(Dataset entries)

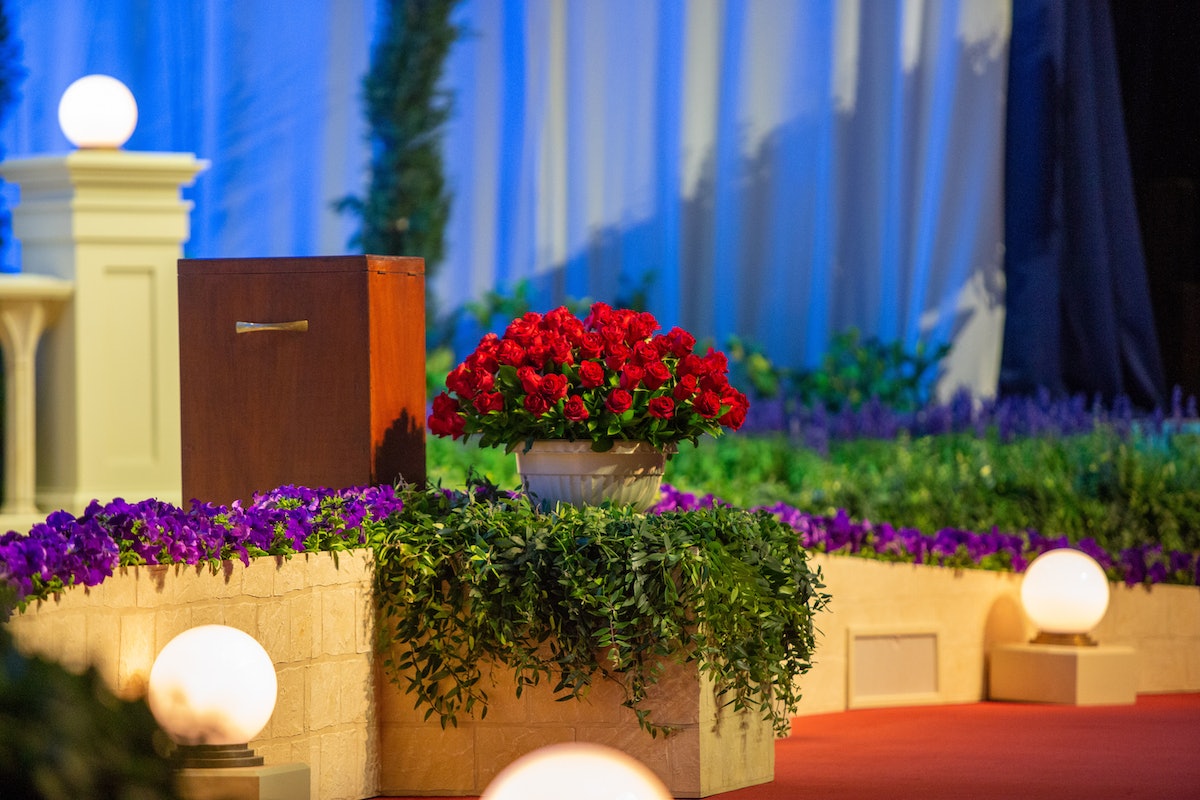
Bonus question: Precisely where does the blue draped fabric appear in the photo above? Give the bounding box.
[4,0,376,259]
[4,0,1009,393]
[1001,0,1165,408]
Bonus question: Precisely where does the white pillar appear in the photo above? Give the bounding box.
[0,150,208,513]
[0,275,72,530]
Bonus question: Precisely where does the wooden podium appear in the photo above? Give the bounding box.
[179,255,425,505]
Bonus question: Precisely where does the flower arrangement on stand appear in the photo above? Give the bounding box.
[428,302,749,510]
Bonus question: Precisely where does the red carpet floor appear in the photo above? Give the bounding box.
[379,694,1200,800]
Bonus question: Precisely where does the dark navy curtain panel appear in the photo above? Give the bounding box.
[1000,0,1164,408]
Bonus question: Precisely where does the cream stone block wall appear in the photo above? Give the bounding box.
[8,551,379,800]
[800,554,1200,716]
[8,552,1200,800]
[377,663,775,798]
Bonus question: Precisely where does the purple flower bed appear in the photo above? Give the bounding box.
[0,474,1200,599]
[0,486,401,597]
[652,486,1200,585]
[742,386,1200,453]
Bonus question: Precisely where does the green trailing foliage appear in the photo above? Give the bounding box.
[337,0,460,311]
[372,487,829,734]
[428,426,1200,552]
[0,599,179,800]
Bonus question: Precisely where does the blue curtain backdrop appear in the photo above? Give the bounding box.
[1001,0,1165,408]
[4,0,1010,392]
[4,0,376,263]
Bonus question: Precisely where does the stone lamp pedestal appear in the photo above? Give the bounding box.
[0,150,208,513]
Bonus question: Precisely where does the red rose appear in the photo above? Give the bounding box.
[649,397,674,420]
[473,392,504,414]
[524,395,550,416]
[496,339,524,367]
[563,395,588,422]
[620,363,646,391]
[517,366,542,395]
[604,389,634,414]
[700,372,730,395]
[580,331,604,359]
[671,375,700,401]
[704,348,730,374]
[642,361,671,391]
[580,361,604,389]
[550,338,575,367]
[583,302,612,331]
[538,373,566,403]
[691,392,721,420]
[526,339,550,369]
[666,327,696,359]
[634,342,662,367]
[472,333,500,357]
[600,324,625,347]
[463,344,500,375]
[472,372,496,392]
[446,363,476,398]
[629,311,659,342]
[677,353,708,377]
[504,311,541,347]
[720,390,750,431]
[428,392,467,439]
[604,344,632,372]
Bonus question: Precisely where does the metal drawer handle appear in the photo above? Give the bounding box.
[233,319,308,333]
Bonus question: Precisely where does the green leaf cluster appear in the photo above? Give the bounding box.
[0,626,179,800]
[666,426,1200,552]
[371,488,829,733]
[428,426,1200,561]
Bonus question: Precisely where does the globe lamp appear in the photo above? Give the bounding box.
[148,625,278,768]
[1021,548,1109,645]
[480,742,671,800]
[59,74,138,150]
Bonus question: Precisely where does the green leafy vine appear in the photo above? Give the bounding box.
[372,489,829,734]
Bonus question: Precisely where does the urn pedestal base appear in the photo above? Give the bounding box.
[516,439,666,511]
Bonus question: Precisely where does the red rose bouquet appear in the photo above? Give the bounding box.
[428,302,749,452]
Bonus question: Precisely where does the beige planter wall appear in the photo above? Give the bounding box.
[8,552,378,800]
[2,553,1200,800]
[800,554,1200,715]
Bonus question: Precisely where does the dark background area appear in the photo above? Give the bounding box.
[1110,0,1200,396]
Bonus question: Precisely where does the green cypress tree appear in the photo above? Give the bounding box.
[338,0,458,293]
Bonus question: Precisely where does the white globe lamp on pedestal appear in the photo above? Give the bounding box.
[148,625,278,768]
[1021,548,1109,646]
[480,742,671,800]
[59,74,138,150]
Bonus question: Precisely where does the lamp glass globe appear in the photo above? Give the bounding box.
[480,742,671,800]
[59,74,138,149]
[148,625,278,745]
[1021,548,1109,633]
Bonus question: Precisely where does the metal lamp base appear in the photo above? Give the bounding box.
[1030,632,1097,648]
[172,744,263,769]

→ **Task brief**: Copy every line of the rows above word for word, leaving out the pictures.

→ **The solution**:
Bonus question: Precisely where does the blue draped fabric appear in the photo above? Give the bounding box.
[4,0,376,259]
[4,0,1009,393]
[1001,0,1165,408]
Bonus question: Precisely where does the white pillar appear in the photo above? Give the bounding box.
[0,150,208,513]
[0,275,72,530]
Bonus question: Precisely where does the wooden podium appear in the photo above? Give the bounding box.
[179,255,425,505]
Bonus question: Precisely where does the flower arrangement on stand appear in the photo above? Give the bounding box.
[428,302,749,510]
Bonus question: Precisely where does the red carpet floor appear in the photo above? Give the bounding box.
[379,694,1200,800]
Bonus question: Precisely where does the dark navy curtain panel appear in the photo above? Give the bounding box.
[1000,0,1164,408]
Bonus question: Precisely where does the cream stone block wall appear in the photo above? Give the bounding box.
[8,551,379,800]
[800,554,1200,716]
[8,552,1200,800]
[377,663,775,798]
Bonus question: Precisely where does the purple flower bed appear in the photo above? Give the bounding box.
[0,474,1200,599]
[0,486,401,597]
[652,486,1200,585]
[742,386,1200,453]
Bonus question: Precisely where does the green trailing foliage appear in the photo above? Give the bounding box.
[337,0,460,311]
[372,487,829,734]
[428,426,1200,552]
[0,599,179,800]
Bonus question: Precisely where does the blue curtain backdrop appear in the photo above? Give the bounding box.
[1001,0,1165,408]
[4,0,1010,392]
[4,0,376,263]
Bonus question: Precisely where does the stone lamp pedestal appear in the photo above? Give the bounding box.
[0,150,208,513]
Bonus question: Precisely where does the red rose appear in the photo above? Give the bounding box.
[649,397,674,420]
[473,392,504,414]
[524,395,550,416]
[496,339,524,367]
[563,395,588,422]
[620,363,646,391]
[517,366,542,395]
[604,389,634,414]
[700,372,730,395]
[580,331,604,359]
[671,375,700,401]
[704,348,730,374]
[642,361,671,391]
[580,361,604,389]
[550,338,575,367]
[583,302,612,331]
[538,373,566,403]
[691,392,721,420]
[526,339,550,369]
[666,327,696,359]
[634,342,662,367]
[472,333,500,357]
[600,324,625,347]
[463,344,500,375]
[472,372,496,392]
[446,363,476,398]
[629,311,659,342]
[677,353,708,377]
[504,311,541,347]
[720,390,750,431]
[428,392,467,439]
[604,344,632,372]
Bonus question: Precisely where does the metal drawer handle appear in the photo above? Give the bounding box.
[233,319,308,333]
Bonus question: Precisely where does the green leaf cluster appear in the photo above? Give the bounding box.
[0,626,179,800]
[666,426,1200,552]
[371,488,829,733]
[428,426,1200,561]
Bonus question: Precisely where does the globe lamp appear in the photo above? Give the bounding box.
[148,625,278,768]
[1021,548,1109,645]
[480,742,671,800]
[59,74,138,150]
Bonus question: Precisely where does the green leafy vine appear in the photo above? Give the bounding box.
[372,489,829,734]
Bonus question: Precisely where does the urn pedestal base appear in the photo above? Give the bounding box.
[516,439,666,511]
Bonus question: Precisely where does the red rose bouquet appear in the photo above? Give the bounding box.
[428,302,749,452]
Bonus question: Precisely where does the beige planter wall appear in the photo above? Give the bounding box.
[8,552,378,800]
[2,553,1200,800]
[800,554,1200,715]
Bonus question: Precisely where does the dark background area appear in the photo above? Give the bounding box.
[1110,0,1200,396]
Bonus question: Precisely where does the green cypress tree appear in the photo above? Give the bounding box.
[338,0,458,293]
Bonus question: Precisely where does the white globe lamp on pedestal appear in the photo above? Give the bounding box.
[148,625,278,768]
[1021,548,1109,646]
[480,742,671,800]
[59,74,138,150]
Bonus question: Precisely where does the lamp glass globe appear in the photo above? Give the bounding box.
[480,742,671,800]
[59,74,138,149]
[148,625,278,745]
[1021,548,1109,633]
Bonus question: Precisely where does the metal lamp base appear in the photo above? Give the bounding box.
[1030,632,1097,648]
[172,744,263,769]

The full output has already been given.